> [About this exercise] An acceptable response holds only the line containing "hey so can you find the gold" and every line after it to the end of the records, each reproduced exactly.

> [Excerpted records]
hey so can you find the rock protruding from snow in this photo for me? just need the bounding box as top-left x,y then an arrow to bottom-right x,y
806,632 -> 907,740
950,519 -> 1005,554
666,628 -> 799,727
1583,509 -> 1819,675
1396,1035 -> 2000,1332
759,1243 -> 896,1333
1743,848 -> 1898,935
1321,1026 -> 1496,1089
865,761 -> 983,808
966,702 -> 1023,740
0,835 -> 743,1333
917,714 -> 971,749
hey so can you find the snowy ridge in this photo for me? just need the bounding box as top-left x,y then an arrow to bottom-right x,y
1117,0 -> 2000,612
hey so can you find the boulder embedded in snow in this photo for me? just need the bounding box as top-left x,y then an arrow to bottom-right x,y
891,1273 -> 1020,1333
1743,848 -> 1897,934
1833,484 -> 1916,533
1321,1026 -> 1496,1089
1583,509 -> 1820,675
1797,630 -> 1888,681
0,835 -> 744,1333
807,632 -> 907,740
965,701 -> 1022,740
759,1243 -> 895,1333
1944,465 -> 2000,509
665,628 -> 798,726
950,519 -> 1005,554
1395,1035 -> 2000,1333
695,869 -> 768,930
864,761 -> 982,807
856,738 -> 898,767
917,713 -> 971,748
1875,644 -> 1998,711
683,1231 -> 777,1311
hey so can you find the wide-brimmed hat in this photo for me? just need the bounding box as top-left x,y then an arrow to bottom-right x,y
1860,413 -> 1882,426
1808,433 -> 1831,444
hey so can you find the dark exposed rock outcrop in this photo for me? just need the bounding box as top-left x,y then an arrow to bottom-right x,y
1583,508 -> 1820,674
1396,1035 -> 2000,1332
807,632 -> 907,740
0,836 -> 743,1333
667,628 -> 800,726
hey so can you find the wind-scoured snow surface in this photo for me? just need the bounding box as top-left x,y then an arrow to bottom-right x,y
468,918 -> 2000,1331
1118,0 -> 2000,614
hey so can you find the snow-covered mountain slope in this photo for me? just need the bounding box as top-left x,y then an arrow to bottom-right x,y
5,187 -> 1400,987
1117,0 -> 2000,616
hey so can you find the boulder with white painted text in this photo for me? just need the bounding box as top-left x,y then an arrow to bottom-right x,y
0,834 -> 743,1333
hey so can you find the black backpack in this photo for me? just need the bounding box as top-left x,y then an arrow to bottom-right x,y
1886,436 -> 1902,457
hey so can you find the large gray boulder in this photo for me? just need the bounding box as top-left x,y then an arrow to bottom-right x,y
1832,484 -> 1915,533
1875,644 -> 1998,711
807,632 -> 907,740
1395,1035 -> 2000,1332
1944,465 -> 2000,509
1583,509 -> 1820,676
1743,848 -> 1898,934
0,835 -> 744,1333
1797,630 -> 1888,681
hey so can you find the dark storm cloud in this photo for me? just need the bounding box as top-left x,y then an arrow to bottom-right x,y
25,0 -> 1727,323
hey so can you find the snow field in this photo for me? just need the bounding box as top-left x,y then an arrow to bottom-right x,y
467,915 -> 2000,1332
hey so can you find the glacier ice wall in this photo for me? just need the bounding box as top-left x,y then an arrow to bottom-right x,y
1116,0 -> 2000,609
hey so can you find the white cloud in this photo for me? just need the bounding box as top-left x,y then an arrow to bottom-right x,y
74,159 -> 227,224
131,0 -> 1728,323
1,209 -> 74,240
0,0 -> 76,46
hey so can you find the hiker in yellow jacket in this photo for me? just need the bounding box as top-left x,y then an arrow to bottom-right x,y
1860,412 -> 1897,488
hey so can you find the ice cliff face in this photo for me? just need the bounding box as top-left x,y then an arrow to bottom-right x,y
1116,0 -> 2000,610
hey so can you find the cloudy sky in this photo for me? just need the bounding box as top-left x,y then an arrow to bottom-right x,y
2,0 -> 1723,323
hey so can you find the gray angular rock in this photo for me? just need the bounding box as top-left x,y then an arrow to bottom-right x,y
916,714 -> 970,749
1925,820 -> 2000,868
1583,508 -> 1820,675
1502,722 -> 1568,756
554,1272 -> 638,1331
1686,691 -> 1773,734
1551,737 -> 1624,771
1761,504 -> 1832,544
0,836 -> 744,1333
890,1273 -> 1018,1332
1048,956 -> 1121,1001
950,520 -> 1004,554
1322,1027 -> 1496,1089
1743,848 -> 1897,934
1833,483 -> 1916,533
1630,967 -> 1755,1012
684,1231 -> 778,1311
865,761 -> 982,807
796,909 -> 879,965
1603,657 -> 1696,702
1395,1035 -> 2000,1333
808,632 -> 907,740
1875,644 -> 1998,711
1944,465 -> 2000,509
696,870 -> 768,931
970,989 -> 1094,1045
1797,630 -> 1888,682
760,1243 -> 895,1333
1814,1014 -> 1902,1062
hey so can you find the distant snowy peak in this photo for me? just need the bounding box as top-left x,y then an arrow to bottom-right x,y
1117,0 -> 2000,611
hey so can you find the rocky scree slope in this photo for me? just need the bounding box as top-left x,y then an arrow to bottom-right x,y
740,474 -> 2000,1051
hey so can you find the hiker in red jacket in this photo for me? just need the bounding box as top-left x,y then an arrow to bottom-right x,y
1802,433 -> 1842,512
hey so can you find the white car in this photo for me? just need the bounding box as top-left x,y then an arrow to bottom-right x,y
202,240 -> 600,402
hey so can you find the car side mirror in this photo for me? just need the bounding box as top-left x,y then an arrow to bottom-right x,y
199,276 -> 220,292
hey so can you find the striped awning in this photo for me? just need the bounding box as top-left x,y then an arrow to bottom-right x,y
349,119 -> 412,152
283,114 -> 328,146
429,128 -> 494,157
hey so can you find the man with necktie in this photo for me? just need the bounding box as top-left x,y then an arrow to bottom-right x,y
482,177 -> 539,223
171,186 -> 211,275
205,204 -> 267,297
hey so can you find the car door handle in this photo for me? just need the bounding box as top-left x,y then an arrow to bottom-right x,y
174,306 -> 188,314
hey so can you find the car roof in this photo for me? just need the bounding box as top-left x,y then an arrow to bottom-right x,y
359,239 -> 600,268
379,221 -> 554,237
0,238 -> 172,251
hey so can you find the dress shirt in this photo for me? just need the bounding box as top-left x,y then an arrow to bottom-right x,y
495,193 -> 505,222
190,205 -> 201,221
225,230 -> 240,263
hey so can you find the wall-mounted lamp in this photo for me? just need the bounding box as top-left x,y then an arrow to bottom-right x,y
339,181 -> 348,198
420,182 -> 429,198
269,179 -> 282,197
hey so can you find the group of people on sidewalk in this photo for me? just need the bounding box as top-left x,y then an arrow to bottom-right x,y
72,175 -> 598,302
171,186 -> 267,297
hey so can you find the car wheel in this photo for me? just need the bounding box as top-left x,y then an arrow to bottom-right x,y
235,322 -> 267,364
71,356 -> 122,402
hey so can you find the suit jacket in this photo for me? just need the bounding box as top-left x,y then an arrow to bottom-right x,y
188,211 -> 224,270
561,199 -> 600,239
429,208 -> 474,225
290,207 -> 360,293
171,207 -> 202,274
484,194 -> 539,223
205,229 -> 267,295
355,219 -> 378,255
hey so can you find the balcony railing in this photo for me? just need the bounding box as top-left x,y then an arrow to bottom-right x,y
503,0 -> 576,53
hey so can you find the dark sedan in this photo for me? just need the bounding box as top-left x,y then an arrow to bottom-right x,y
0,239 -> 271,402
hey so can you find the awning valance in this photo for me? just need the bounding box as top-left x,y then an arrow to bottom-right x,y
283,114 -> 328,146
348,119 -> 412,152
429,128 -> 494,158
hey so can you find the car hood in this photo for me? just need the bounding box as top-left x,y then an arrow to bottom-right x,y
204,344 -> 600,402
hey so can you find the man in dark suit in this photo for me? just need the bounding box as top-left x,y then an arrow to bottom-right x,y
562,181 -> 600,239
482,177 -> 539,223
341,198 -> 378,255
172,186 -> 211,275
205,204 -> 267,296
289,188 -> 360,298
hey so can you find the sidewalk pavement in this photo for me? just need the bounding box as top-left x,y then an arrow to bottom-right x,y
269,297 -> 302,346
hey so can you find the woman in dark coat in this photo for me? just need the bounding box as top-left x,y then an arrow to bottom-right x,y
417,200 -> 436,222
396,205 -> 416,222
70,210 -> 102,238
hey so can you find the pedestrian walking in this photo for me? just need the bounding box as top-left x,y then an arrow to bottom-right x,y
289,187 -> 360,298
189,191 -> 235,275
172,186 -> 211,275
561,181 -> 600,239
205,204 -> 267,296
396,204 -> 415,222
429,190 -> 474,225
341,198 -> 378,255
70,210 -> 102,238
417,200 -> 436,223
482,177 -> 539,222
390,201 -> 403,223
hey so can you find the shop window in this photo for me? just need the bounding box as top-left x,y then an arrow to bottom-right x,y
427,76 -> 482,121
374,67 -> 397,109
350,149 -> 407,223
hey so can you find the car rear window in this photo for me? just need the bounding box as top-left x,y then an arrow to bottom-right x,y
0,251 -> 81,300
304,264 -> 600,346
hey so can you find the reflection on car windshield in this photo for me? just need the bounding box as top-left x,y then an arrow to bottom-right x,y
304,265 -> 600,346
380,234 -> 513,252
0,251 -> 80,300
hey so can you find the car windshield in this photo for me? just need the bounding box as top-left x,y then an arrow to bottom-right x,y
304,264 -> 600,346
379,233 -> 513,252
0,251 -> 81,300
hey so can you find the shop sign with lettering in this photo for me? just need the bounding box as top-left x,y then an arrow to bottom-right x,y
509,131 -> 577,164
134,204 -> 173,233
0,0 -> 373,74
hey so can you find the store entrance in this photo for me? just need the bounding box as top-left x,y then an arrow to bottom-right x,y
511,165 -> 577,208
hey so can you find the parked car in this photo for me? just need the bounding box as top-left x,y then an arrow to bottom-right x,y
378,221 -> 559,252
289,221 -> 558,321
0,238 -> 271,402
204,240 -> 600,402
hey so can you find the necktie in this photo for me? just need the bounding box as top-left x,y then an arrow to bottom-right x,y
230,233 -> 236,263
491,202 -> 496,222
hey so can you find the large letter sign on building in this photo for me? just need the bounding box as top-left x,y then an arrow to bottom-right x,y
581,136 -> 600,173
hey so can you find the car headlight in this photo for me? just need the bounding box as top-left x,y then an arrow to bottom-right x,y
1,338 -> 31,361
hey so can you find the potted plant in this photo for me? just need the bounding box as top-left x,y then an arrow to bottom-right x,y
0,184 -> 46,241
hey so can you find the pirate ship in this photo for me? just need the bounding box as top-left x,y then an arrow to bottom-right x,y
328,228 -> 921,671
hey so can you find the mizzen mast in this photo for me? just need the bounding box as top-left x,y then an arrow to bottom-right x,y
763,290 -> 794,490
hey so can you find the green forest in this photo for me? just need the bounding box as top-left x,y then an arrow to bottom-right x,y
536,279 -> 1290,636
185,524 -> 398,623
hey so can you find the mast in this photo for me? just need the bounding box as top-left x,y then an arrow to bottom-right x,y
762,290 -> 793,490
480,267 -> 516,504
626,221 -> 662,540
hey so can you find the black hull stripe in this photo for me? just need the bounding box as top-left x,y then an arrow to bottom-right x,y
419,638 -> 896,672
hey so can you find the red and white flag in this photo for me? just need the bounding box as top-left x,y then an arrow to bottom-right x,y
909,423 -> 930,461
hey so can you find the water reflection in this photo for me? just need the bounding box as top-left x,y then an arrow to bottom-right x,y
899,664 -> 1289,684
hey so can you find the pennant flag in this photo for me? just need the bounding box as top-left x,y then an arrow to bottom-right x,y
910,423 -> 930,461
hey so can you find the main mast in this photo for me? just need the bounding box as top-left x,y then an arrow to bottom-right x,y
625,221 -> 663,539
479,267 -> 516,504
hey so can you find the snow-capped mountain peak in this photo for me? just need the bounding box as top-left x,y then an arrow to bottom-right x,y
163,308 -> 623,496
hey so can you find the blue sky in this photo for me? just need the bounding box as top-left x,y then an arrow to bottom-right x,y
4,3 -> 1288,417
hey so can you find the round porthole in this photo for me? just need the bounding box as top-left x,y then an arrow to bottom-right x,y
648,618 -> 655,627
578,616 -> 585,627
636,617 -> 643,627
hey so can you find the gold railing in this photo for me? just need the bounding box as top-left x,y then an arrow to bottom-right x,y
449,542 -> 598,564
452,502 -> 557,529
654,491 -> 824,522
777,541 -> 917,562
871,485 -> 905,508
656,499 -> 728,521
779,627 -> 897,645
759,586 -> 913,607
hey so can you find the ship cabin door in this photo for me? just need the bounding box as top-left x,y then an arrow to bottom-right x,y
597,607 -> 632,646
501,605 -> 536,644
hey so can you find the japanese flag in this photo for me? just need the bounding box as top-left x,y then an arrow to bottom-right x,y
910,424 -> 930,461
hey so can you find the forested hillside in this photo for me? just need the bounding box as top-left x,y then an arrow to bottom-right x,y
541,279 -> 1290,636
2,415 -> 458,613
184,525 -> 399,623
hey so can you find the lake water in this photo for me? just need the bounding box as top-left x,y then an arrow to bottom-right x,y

> [Answer to this exercise]
hey so can you find the gold railing in this photo for me? just need the bounding box as top-left x,y then an arrow to bottom-right x,y
449,542 -> 598,564
452,502 -> 557,529
654,491 -> 824,522
777,541 -> 917,562
871,485 -> 905,508
656,499 -> 728,521
779,627 -> 897,645
759,586 -> 913,607
hey so can you find the ship cabin door in this photo for me? just need the bounding box as top-left x,y then an arrow to bottom-right x,y
597,607 -> 632,646
501,605 -> 536,644
hey so can you find the japanese flag in this photo for me? just need the bounding box as top-left x,y then an arrow to bottom-right x,y
910,424 -> 930,461
hey so can you find the forested hillside in this photo for me? just need the bounding box as top-left x,y then an arrow to bottom-right x,y
541,279 -> 1290,636
2,415 -> 458,613
184,525 -> 399,623
hey so can you find the lake water in this photo for me? just need the bounding box as top-left x,y then an arrow to bottom-right x,y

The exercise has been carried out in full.